::: MATERIAL SHOWN :::

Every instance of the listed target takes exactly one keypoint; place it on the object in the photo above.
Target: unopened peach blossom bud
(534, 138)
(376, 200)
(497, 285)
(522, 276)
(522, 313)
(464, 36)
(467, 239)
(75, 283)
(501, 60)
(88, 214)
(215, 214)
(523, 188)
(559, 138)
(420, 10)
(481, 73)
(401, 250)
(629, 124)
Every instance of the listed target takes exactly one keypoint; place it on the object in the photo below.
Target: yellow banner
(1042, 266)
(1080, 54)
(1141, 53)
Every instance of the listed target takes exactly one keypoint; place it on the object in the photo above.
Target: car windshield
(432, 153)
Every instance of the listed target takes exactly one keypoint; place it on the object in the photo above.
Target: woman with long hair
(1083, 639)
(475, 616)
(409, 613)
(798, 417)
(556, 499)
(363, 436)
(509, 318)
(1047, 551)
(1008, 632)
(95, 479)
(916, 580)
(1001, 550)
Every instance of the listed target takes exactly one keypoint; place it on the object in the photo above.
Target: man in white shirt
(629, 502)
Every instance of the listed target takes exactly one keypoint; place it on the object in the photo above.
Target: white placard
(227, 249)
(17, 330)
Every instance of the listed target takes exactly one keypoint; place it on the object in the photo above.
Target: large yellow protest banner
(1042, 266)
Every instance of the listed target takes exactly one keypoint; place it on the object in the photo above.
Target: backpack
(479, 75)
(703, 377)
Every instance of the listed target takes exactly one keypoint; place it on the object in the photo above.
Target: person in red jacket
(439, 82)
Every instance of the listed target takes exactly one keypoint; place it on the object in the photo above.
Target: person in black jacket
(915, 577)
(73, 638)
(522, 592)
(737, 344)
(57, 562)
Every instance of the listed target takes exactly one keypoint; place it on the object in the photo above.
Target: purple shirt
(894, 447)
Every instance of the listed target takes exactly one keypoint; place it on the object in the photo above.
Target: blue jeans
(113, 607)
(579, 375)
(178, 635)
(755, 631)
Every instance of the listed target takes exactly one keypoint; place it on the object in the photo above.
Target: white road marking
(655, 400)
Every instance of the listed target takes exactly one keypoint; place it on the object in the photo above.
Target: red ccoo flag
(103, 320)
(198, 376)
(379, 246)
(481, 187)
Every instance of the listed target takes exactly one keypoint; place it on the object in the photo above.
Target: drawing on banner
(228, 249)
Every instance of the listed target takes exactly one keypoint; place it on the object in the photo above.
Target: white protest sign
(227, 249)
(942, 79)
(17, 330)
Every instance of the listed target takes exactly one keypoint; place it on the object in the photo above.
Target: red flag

:::

*INSTRUCTIONS TO FOLLOW*
Transcribe the entire listing above precisely.

*RESULT*
Every instance of the listed target takes exactly one keypoint; place it on the object in the photo above.
Target: unopened peach blossom bud
(534, 138)
(376, 200)
(497, 285)
(522, 276)
(522, 313)
(464, 36)
(467, 239)
(75, 283)
(501, 60)
(88, 214)
(215, 214)
(523, 188)
(559, 138)
(420, 10)
(481, 73)
(401, 250)
(629, 124)
Every instance of the listed target takes exactly one keypoint; place it on the object in the photo below.
Target: yellow banner
(1042, 266)
(1080, 54)
(1141, 53)
Every instance of the listed target takes exactly one keypoint; place it on the object in the photo above.
Target: car windshield
(432, 153)
Every instance of the listed target takes exactly one keypoint; place it on the object in the photo above.
Target: woman with long hair
(1083, 639)
(475, 616)
(409, 613)
(798, 417)
(556, 499)
(363, 436)
(509, 318)
(1047, 551)
(1008, 632)
(95, 479)
(916, 580)
(1001, 550)
Every instance of the listed target takes exactly one keypoint; place it on the object in the photo above.
Target: man in white shirt
(629, 502)
Every instance of the listed target takes exactly one keypoint; place it on the object in the photo above.
Target: white placard
(227, 249)
(17, 330)
Every instance of the listed target takes exactly one keypoint; place it on the object in the photo above.
Target: large yellow protest banner
(1042, 266)
Every instance of the listed target takes exactly one keypoint; place it on the object in the photo above.
Target: backpack
(479, 75)
(703, 377)
Every instance of the listed target takes exactly one keypoint; place it on the object in the photo above.
Target: person in red jacket
(439, 82)
Every instance of the listed target takes exactly one keypoint; place it on the object in the photo above.
Target: person in black jacket
(915, 577)
(73, 638)
(522, 592)
(737, 344)
(57, 562)
Every instance of the listed target takes exactly one keypoint; place it on the object in the photo above.
Target: purple shirt
(894, 447)
Every instance of the listed target takes exactly one keypoint; place it on the object in the photo above.
Target: blue jeans
(113, 607)
(579, 375)
(178, 635)
(755, 631)
Every instance of the listed target takes exactly one keypoint; place it on the object in the photo above.
Target: white road marking
(655, 400)
Every instance of the listed target takes exactly one keypoint; place it on the object in the photo above.
Target: red ccoo flag
(103, 320)
(198, 376)
(379, 246)
(481, 187)
Every instance of the listed target takes exactly one keypoint; place it on the object in the photo above.
Target: drawing on banner
(228, 249)
Every instance of the listed target takes exactly one keypoint; place it on the object in the photo above.
Target: white protest sign
(227, 249)
(942, 79)
(17, 330)
Every instance of the listed target takes exactly one keypoint; place it on the object in the photo above.
Target: red flag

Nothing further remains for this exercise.